▶ **WHAT YOU HAVE TO DO**: Every record is to be returned as written, with no omissions.

▶ **INFORMATION**:
= Beginning of Section =
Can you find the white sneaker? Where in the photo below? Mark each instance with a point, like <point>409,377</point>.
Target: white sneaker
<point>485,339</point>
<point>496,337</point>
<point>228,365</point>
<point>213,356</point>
= End of Section =
▶ **SOLVED PROBLEM**:
Can you find the white sneaker? Where in the photo below? Mark each instance with a point, like <point>409,377</point>.
Target: white sneaker
<point>485,339</point>
<point>496,337</point>
<point>228,365</point>
<point>213,356</point>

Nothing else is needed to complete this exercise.